(Set exercise 1)
Express the entries, from their first line through the line containing "Query: gravel path", as a JSON list of strings with one string per line and blank lines omitted.

(Provided text)

Monday, February 16, 2026
TTT: Books for Armchair Travelers
Sunday, February 15, 2026
Sunday Salon -- ¡Mexico!
- Top left: We met up with two of my siblings, Tony and Kathy, and their spouses. In the photo we are finishing our meal in the Asian restaurant at the resort. In addition to two buffets on site, there were several specialty-themed restaurants (Mexican, Asian, Italian, Fish, etc.) which required reservations. I've never been to an all-inclusive resort before. I liked it a lot for the ease and convenience. During the days couples would split up and do whatever they wanted and then every evening we would get together for dinner and sometimes drinks and games afterwards. On Sunday, Feb. 7th, we all gathered at the Sports Bar on the resort site and watched the Superbowl together. They switched the audio to English but it didn't matter since it was so loud in the bar. There were a lot of noisy fans cheering for their favorite team. Since we are all from the West Coast of the US, we all cheered for the Seahawks.
- Top center: This is the view from my lounge chair on many days as I laid under the palm trees near the sea. My husband preferred to lounge on the curtained beds next to my chair. I ended up reading almost a whole, big book (over 400 pages.) The temperatures in the shade were usually in the low 80s with a nice ocean breeze. Often we could see the adventurous souls who ventured out for parasailing, as they sailed by being pulled by boats. Books completed this week: The Guardian and a Thief by Marjan Kamali and The Story of a New Name by Elena Ferrante. I'm still currently reading the Wild Dark Shore by McConaghy. I'm listening to Vinegar Girl by Tyler.

Raw records
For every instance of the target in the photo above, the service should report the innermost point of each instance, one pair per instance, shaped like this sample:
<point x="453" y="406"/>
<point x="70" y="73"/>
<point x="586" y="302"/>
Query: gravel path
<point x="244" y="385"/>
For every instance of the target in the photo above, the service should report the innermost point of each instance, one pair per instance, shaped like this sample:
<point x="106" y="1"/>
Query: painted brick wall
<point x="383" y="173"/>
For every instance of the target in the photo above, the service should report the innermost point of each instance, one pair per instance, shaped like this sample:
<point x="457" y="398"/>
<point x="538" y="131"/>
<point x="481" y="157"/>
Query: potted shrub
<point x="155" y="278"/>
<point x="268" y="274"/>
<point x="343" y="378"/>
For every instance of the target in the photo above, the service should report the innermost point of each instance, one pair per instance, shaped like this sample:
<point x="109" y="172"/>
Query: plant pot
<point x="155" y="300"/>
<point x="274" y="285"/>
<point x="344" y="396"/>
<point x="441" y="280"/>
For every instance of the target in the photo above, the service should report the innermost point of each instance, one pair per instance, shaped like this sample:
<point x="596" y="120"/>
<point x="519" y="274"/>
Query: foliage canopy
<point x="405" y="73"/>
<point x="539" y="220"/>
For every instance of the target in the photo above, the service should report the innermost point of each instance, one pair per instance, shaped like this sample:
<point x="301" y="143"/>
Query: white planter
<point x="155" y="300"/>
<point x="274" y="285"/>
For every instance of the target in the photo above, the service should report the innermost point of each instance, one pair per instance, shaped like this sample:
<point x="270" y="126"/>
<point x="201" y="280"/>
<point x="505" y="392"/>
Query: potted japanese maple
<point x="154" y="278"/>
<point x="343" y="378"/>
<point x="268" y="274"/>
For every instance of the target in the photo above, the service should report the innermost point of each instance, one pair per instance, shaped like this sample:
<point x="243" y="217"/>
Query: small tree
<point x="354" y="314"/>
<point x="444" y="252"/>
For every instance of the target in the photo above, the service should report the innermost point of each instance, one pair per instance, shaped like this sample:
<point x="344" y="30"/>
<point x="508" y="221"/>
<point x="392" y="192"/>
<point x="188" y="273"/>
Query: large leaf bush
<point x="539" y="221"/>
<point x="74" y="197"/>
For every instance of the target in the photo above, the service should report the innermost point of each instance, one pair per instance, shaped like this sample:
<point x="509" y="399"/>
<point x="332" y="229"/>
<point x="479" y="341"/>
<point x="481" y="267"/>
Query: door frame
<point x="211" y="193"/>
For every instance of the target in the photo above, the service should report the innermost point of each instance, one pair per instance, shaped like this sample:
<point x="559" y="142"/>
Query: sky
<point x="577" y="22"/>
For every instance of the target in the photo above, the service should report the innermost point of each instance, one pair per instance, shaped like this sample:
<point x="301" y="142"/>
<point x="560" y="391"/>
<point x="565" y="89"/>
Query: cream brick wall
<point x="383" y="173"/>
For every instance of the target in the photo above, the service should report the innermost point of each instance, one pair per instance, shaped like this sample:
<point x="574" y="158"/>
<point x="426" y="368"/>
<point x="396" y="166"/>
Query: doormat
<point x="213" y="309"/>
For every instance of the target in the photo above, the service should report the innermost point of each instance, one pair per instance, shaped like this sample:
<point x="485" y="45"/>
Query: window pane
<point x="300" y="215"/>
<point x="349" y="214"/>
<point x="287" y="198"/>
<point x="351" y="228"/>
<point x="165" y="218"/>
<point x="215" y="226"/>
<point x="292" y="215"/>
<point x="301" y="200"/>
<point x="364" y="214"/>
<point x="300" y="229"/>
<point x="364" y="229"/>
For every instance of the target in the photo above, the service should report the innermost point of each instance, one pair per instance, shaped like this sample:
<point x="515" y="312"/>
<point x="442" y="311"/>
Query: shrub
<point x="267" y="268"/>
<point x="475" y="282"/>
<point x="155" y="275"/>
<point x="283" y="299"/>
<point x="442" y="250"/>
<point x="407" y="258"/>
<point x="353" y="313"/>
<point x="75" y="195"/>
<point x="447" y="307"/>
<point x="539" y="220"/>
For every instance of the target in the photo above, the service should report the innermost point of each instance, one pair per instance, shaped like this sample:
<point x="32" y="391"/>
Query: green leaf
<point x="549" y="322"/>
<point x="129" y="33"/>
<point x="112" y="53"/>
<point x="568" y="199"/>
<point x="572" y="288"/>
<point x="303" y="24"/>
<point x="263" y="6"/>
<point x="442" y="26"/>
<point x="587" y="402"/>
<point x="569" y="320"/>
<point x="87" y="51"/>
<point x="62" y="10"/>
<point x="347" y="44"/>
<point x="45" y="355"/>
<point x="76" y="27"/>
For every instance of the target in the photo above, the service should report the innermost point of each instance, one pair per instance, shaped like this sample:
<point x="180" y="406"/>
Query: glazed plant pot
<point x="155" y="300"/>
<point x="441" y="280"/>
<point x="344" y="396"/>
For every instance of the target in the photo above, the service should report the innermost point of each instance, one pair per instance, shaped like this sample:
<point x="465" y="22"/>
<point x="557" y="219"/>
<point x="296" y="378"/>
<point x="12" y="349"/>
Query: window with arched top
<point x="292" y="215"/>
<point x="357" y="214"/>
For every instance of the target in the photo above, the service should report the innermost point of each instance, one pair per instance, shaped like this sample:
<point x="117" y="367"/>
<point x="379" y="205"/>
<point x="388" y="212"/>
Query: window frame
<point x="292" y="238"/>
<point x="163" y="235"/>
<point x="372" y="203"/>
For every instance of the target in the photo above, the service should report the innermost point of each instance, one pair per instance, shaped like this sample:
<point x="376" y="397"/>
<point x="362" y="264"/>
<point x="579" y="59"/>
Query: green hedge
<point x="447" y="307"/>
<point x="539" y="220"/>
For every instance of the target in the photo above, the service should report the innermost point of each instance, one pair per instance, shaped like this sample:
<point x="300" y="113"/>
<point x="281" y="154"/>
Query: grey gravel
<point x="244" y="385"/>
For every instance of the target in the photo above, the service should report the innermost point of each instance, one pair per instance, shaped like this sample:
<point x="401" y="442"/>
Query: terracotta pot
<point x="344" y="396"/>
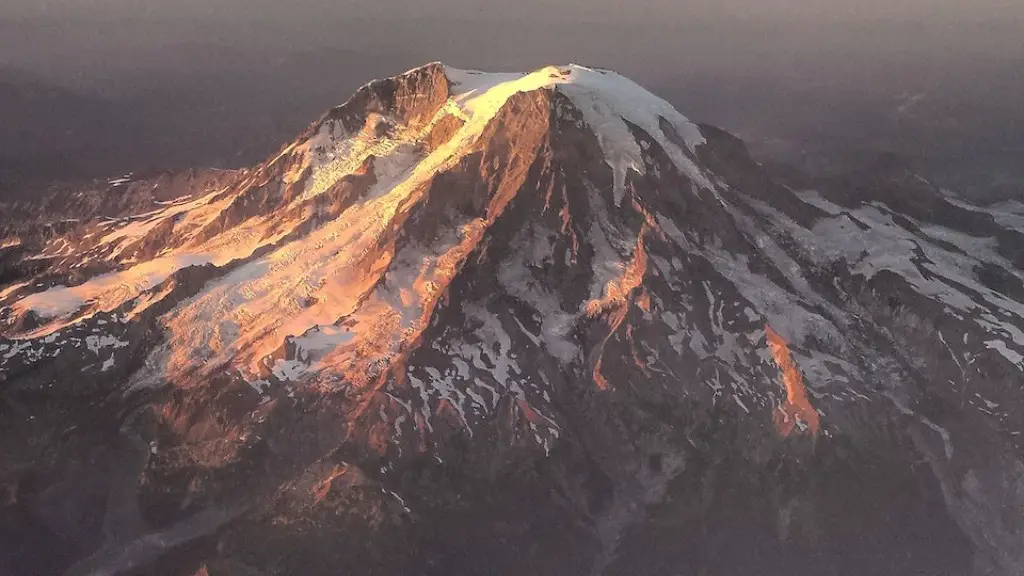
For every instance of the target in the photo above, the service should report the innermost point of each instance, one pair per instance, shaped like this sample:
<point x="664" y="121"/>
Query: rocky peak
<point x="508" y="323"/>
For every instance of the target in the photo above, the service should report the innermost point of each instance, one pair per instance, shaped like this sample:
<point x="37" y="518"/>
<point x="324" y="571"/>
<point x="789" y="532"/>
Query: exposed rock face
<point x="510" y="324"/>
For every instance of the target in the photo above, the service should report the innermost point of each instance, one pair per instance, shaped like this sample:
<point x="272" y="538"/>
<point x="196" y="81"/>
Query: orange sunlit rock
<point x="797" y="408"/>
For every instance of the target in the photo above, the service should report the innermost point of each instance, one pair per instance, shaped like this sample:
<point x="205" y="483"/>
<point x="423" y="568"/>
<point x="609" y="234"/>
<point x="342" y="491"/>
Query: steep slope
<point x="498" y="324"/>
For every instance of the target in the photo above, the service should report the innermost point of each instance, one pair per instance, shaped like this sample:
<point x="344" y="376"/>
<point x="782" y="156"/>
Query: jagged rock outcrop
<point x="506" y="324"/>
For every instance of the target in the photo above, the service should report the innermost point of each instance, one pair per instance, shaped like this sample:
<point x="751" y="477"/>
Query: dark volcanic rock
<point x="478" y="324"/>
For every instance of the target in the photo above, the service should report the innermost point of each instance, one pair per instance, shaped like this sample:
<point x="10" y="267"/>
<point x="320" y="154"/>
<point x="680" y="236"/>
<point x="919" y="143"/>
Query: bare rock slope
<point x="507" y="324"/>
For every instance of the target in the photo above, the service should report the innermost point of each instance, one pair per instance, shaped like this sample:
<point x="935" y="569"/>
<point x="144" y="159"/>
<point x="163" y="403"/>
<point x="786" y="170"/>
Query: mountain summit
<point x="539" y="323"/>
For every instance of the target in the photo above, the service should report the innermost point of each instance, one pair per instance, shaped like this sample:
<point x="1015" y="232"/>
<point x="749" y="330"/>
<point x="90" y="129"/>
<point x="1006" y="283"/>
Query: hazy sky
<point x="809" y="10"/>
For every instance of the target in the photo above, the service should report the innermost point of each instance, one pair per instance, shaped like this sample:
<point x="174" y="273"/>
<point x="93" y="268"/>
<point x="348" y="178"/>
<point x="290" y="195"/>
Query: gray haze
<point x="821" y="84"/>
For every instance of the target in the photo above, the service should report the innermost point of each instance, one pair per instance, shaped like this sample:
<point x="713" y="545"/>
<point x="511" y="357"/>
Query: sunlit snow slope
<point x="556" y="261"/>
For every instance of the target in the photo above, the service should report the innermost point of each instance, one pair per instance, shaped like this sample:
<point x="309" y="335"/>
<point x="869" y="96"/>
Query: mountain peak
<point x="548" y="286"/>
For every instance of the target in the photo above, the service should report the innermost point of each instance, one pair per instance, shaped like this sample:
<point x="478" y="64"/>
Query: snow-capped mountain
<point x="537" y="323"/>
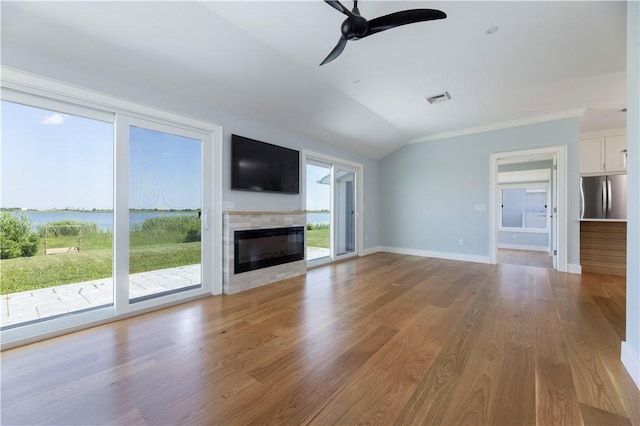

(Set exercise 2)
Render this sentence from the Mexico travel post in Spanish: "I've never been to an all-inclusive resort before."

(Result 1)
[
  "For every instance of the target in the photo above, the service should report the innermost point of each instance, one pair per instance, shaped like this sample:",
  "<point x=\"453\" y=\"406\"/>",
  "<point x=\"70\" y=\"73\"/>",
  "<point x=\"586\" y=\"302\"/>",
  "Query: gravel path"
]

(Result 2)
Nunca antes había estado en un resort todo incluido.